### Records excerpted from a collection
================================

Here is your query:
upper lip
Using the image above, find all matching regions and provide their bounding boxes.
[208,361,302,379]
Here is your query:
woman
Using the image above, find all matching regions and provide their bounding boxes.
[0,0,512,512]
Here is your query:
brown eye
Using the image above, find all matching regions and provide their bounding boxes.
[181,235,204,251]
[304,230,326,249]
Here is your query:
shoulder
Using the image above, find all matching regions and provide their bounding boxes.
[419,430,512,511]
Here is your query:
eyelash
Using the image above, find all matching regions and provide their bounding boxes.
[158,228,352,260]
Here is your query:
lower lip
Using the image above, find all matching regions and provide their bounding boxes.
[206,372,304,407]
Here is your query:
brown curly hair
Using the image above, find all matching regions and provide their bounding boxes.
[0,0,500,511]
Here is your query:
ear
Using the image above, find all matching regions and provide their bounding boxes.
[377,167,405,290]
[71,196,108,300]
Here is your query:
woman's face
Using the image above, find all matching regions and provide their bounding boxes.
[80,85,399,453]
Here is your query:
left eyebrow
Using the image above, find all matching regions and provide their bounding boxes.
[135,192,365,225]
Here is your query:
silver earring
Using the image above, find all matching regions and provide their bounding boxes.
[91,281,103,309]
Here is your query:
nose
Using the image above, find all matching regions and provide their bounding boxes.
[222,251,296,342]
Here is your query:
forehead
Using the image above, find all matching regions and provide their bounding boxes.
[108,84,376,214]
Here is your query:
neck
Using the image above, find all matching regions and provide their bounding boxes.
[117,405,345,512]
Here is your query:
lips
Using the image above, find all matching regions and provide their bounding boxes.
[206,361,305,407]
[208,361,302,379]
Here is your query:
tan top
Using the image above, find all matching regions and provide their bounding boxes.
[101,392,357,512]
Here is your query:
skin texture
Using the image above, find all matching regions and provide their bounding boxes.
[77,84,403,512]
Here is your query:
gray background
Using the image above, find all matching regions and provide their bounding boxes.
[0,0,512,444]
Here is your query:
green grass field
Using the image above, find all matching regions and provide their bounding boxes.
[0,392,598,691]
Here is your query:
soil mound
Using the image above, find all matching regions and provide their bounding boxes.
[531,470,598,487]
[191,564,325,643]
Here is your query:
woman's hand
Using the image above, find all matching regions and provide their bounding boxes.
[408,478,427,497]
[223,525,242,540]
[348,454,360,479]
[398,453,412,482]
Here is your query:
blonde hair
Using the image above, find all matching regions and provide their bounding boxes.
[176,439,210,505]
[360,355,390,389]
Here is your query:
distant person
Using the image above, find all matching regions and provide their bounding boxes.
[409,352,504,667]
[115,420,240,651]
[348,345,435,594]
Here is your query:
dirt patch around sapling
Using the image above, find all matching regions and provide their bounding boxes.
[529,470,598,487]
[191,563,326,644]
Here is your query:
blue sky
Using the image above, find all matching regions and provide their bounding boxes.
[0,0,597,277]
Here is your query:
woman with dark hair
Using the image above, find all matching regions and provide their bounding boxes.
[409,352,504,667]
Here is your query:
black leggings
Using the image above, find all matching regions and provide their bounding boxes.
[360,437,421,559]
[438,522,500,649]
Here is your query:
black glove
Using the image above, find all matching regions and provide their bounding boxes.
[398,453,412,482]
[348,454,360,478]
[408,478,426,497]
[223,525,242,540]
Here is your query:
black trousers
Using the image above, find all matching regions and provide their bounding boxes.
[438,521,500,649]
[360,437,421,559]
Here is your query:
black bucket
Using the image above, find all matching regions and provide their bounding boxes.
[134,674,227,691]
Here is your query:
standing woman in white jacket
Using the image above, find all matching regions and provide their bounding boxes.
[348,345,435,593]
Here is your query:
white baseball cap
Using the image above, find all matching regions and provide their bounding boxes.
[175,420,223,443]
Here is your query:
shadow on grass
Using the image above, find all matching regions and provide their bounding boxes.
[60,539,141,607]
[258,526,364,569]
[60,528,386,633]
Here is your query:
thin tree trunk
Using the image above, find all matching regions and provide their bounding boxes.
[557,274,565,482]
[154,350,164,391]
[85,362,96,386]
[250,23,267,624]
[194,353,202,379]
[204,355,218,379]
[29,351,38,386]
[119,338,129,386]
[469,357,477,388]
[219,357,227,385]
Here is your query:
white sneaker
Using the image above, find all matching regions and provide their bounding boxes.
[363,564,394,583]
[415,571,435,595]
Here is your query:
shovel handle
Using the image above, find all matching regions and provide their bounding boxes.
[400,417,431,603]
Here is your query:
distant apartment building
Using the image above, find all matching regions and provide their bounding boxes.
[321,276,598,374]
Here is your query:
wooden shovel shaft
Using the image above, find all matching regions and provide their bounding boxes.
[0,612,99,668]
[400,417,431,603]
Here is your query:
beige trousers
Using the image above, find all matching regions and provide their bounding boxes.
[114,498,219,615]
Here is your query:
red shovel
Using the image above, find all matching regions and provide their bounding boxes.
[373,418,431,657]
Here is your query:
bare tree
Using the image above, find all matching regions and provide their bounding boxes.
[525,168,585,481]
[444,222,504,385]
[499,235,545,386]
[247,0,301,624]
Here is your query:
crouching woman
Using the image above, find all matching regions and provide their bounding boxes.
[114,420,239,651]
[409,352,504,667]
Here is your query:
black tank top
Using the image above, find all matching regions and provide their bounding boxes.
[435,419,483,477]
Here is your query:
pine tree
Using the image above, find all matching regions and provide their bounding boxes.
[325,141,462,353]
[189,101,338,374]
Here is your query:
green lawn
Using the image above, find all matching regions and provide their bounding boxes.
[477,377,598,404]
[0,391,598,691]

================================

### Aim
Print all of the data above again, line for line, without changing anything.

### Task output
Here is your query:
upper lip
Using the image above, find all matching regions and provide their bounding boxes.
[208,361,302,379]
Here is your query:
woman
Using the image above, find all matching regions and provide their bounding boxes.
[0,0,512,512]
Here is your query:
brown eye
Using the image above, find all matching regions and provide their bounding boxes.
[181,235,204,251]
[304,230,326,249]
Here is your query:
shoulder
Using the image above, find all matching regions and provide their bounding boxes.
[419,430,512,511]
Here is your query:
eyelash
Using the image above, find all matching regions and provide their bounding boxes.
[158,228,352,260]
Here is your query:
lower lip
Using the image above, find all matching regions and provide their bounding boxes.
[206,372,304,407]
Here is your query:
brown curly hair
Using the image above, find all matching regions and provide their bounding boxes.
[0,0,500,511]
Here is your query:
ear
Using the image above, find all matching regions and provide their bounding boxes.
[377,167,405,290]
[71,196,108,300]
Here is your query:
woman's face
Using the image above, find all matching regions and provide their bounding boxes.
[80,85,399,453]
Here is your query:
left eyebrow
Using the image above, find all matching regions and provide their bounding boxes.
[135,192,365,225]
Here is your query:
silver earring
Using the image above, find all matching regions and provide their bounding boxes.
[91,281,103,309]
Here is your query:
nose
Using the image above, find all matching regions and provide their bounding boxes.
[222,251,296,342]
Here is your query:
forehead
Using the image above, find all matching regions and provide their bounding boxes.
[108,84,376,214]
Here is your query:
neck
Using the image above, find all matching regions and provide their bounding boxes.
[117,405,345,512]
Here is your query:
lips
Using the image above, find all matching regions and provide their bounding boxes.
[206,361,305,407]
[208,361,302,379]
Here is your query:
tan top
Using the image above, find all matching regions and provide their bounding boxes.
[101,392,357,512]
Here is your query:
skin texture
Using the image above, find all matching regions and provide their bounding boxes.
[77,84,403,512]
Here is your query:
gray background
Using the image above, find all matching regions and provide their bounding boxes.
[0,0,512,444]
Here is your query:
green grass field
Using the image above, find all matching regions and provide their bounding boxes.
[0,392,598,691]
Here is your query:
soil mound
Using the image above, find all matching regions and provide their bounding boxes.
[531,470,598,487]
[191,564,325,643]
Here is your query:
woman's hand
Using the image above, find all matching regions and provide their bounding boxes.
[408,478,427,497]
[223,525,242,540]
[348,454,360,479]
[398,453,412,482]
Here is your query:
blonde hair
Using the image above, find all matching regions and provide their bounding boxes.
[176,439,210,505]
[360,355,390,389]
Here is your query:
distant person
Using the image above, find all matching regions and provide their bounding boxes.
[409,352,504,667]
[115,420,240,651]
[348,345,435,594]
Here is your query:
dirt patch around sapling
Using the image above, find all matching regions and provide their bounding boxes.
[529,470,598,487]
[191,563,326,644]
Here is your query:
blue sky
Using the image above, find all matching regions and provide their bounding boxes.
[0,0,597,277]
Here is your query:
woman with dark hair
Using the image above, find all matching regions and provide their bounding boxes.
[409,352,504,667]
Here is your query:
black leggings
Using the image above, find all matching regions and provide their bounding boxes.
[360,437,421,559]
[438,522,500,649]
Here is your query:
black glove
Using the image above, find all matching regions and provide their bounding boxes.
[398,453,412,482]
[348,454,360,478]
[408,478,426,497]
[223,525,242,540]
Here is your query:
black trousers
Using the image above, find all matching regions and provide their bounding boxes.
[438,521,500,649]
[360,437,421,559]
Here is your query:
black bucket
Using the image above, find all matching regions and provide their bounding boxes.
[134,674,227,691]
Here is your query:
standing woman in white jacket
Using the image above, find all matching regions and provide their bounding boxes.
[348,345,435,593]
Here is your query:
white baseball cap
Using the image above, find all matching regions and provide their bounding boxes.
[175,420,223,443]
Here is your query:
shadow on grass
Using the image above, find all matching regions and provide their bounding boxes.
[60,539,141,607]
[258,526,364,569]
[60,528,386,633]
Here is your query:
thin tree trunk
Using the image above, find all matching regions and provide their bounding boxes.
[557,274,565,482]
[154,350,164,391]
[85,362,96,386]
[250,23,267,624]
[194,353,202,379]
[204,355,218,379]
[29,351,38,386]
[119,338,129,386]
[469,357,477,388]
[219,357,227,385]
Here is your query:
white sneaker
Using the image above, find all matching regions and provide their bounding boxes.
[363,564,394,583]
[415,571,435,595]
Here is your query:
shovel handle
Using the image above, find all matching regions and provide their bounding boxes.
[400,417,431,603]
Here is your query:
distant apartment building
Using the image above, find all matching regions and provide their bounding boxes.
[321,276,598,374]
Here is your query:
wooden shovel shaft
Using the image above, find all matching regions and provide their bounding boxes.
[0,612,99,668]
[400,417,431,603]
Here is your query:
beige trousers
Using the image above, find all matching regions and provide their bounding boxes.
[114,498,219,615]
Here is your query:
red shovel
Using the image above, find all matching regions and provide their bounding boxes.
[373,418,431,657]
Here is your query:
bare tree
Using the image above, find all matching regions and provide their bounding boxes.
[525,168,585,481]
[444,222,504,385]
[499,235,545,386]
[247,0,301,624]
Here is your query:
crouching woman
Using the image above, find all matching regions and provide their bounding boxes.
[114,420,239,651]
[409,352,504,667]
Here is your query:
black tank top
Using the image above, find all matching regions and provide their bounding boxes.
[435,419,483,477]
Here is your query:
pine tree
Using the image above, find all matching regions and provide their bounding boxes.
[325,141,462,353]
[189,101,338,374]
Here is your query:
green lawn
Using the image above, find all matching regions and provide their bounding boxes.
[477,377,598,404]
[0,391,598,691]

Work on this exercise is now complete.